═════ Document segment ═════

- Born: Panganai Java 29 October 1987 (age 38) Harare, Zimbabwe
- Other name: Twabam
- Occupations: Clergyman; businessman; socialite; musician; music producer;
- Spouse(s): Yasmin Java ​(div. 2015)​ Lily Tsegaye ​(m. 2016)​

= Passion Java =

Zimbabwean preacher (1987-)

Passion Java (born Panganai Java; 29 October 1987) is a Zimbabwean, Christian preacher, socialite, entrepreneur, music promoter and author. He is also an associate of the Zimbabwean president, Emerson Mnangagwa.

==Background==
Born Panganai Java, Passion Java was born in Harare the capital city of Zimbabwe in a family of six children. He is the fifth child of the late MDC Alliance senator for Buhera Cristine Rambanepasi Java and the late Charles Java. He grew up in Chitungwiza and had his secondary education at Seke 2 High School. He is from Java Village in Buhera Central. According to his mother in an interview, Java started prophesying when he was in grade four, when he predicted his father's death who then died on a Sunday that same week. In 2018 Passion Java is said to have predicted the death of his brother clergy Batsirai Java's late wife Vimbai Tsvangirai, who was the daughter of MDC founder Morgan Tsvangirai, Passion Java predicted her death two weeks prior.

==Ministry==

Passion Java started church ministry work at his brother's church Tabernacles of Grace before moving on to start his own church Kingdom Embassy. He started Kingdom Embassy as a prophet in 2010 at the Chitungwiza Aquatic Complex and grew to prominence when he was predicting phone numbers and ID numbers of audience members in services. In 2013 Java made headlines when he claimed to have performed a on a four month pregnant woman. In 2013 Java launched a satellite television channel for his church called Kingdom TV through ViewSat Limited, a UK telecommunications company, the television channel is now defunct due to unpaid fees reported to be around seven figures. He became the youngest Zimbabwean ever to own a television channel at the age of 25.

Java is said to be mentored by Noel Jones and Benny Hinn as his advisor.

==Involvement in music==

In 2015 Java launched music label called PJ Records where gospel artists would go and record music for free. In 2017 Java started promoting Zimdancehall artists which include Enzo Ishall, Soul Jah Love, Buffalo Souljah, Jah Master, Roki and several others through Passion Java Records. In 2020 Java launched Gara Mumba Iwe Series where he provided a platform for artists to perform live on social media during the coronavirus pandemic. In 2021 Java was named as the most influential Zimbabwean under 40.

═════

Work instruction A ▸
In the biography of Passion Java, at which school did he receive his secondary education?
Work instruction B ▸
Summarize the biography of Passion Java in two sentences.
Work instruction C ▸
Extend the biography of Passion Java from its last sentence.

═════ Supplied records ═════

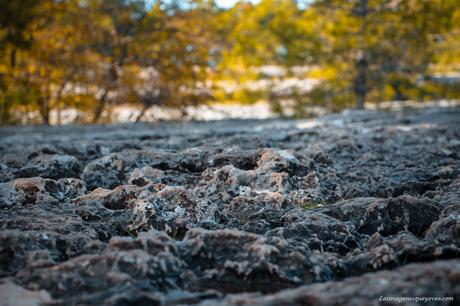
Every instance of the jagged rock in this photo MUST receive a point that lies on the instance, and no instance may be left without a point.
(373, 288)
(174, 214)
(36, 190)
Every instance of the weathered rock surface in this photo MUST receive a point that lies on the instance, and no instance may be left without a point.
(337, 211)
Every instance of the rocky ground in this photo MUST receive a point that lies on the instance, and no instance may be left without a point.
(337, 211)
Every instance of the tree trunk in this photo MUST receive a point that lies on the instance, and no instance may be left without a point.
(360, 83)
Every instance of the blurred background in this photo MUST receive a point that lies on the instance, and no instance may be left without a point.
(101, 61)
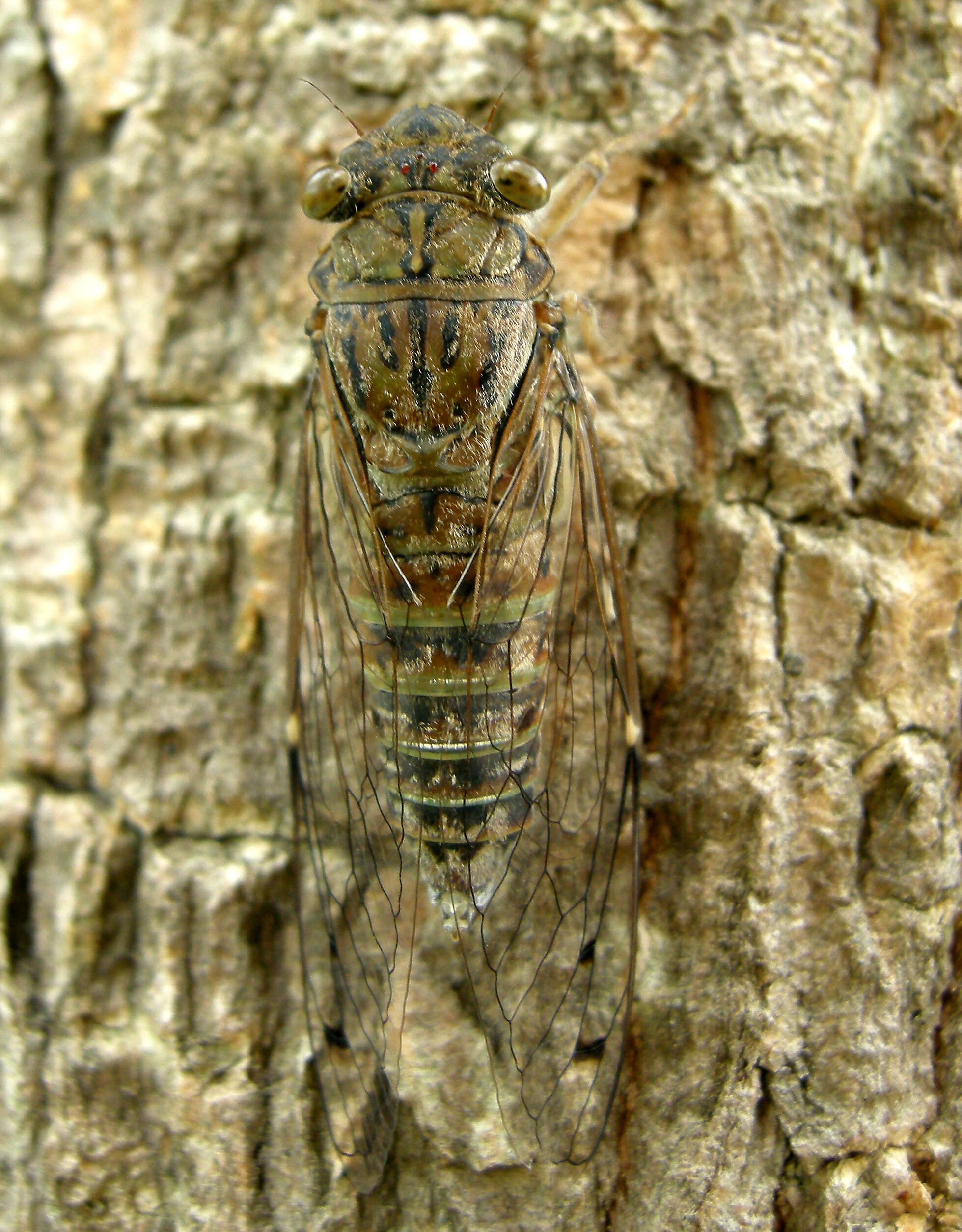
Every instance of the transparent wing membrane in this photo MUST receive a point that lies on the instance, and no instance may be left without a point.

═════
═════ Supplied records ═════

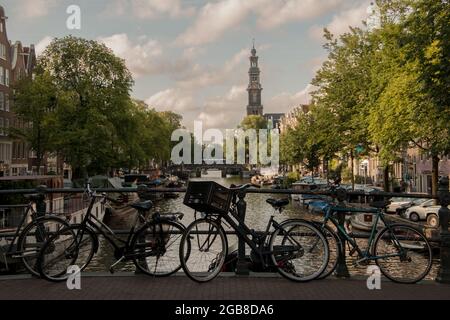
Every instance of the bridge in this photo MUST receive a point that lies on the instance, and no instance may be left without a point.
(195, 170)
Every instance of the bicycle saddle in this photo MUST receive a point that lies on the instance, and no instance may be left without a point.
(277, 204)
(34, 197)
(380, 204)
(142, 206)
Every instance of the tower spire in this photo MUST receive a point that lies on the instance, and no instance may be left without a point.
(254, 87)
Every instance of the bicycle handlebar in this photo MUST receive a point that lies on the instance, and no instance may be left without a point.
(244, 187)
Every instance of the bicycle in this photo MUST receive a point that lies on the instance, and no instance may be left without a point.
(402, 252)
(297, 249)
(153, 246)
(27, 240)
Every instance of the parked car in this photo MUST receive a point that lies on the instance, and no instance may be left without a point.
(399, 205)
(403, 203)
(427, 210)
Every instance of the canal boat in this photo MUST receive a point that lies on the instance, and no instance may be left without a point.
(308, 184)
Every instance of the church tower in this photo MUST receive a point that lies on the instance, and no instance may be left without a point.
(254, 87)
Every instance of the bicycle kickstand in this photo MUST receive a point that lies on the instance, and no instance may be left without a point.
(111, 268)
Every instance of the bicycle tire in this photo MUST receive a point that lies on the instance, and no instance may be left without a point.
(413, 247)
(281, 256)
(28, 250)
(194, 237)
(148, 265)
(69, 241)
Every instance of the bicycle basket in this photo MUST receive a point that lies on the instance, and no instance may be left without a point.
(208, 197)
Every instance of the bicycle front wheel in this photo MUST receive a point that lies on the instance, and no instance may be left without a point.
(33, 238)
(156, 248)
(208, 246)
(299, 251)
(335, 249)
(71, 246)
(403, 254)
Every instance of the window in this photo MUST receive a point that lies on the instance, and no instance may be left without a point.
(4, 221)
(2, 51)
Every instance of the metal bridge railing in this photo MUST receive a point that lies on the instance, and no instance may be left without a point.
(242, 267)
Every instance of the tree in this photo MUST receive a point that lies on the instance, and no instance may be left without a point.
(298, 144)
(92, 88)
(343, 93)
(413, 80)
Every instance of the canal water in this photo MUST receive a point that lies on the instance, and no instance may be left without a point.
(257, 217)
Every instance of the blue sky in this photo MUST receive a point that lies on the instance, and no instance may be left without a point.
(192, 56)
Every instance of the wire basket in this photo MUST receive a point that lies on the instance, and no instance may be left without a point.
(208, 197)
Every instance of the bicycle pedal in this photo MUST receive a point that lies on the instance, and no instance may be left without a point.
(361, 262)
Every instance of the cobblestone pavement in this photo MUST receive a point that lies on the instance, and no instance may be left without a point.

═════

Response area A ▸
Seke 2 High School

Response area B ▸
Passion Java, born Panganai Java in Harare on 29 October 1987, is a Zimbabwean Christian preacher, socialite, entrepreneur, music promoter and author who grew up in Chitungwiza. After starting out at his brother's church, he founded his own church, Kingdom Embassy, in 2010, and he later launched PJ Records in 2015 and promoted Zimdancehall artists through Passion Java Records.

Response area C ▸
== Involvement in Politics ==

Ahead of the 2023 elections in Zimbabwe, Passion Java began to be involved in the political campaigns of ZANU PF, publicly endorsing Emmerson Mnangagwa in his bid for re-election. He had been seen several times at the Zimbabwe State House with president Mnangagwa. In a collaboration between Roki the local artist and the famous Congolese musician Kofi Olomide in the song Patati Patata, Passion Java persuaded or encouraged Kofi Olomide to mention the name of Mnangagwa in the song. Passion Java also joined the Affirmative Action Group (AAG) founded by Peter Pamire and Phillip Chiyangwa, Passion Java is the incumbent vice president of the group. AAG is working with president Mnangagwa to promote the National Development Strategy, which is his 2023 political message for re-election.

==Controversy==
Passion Java has been criticized by the press and some Christian pastors for his flamboyant lifestyle, with journalists like Hopewell Chin'ono condemning his influence on social media and his relationship with president Mnangagwa. In 2021, Java was criticized for his gun possession and tattoos which he attributed to his love for the murderous Mnangagwa regime after a video of him showing his gun collection went viral on social media. He is a well known conman of repute. The public was warned by Zimbabwe Republic Police in August 2020.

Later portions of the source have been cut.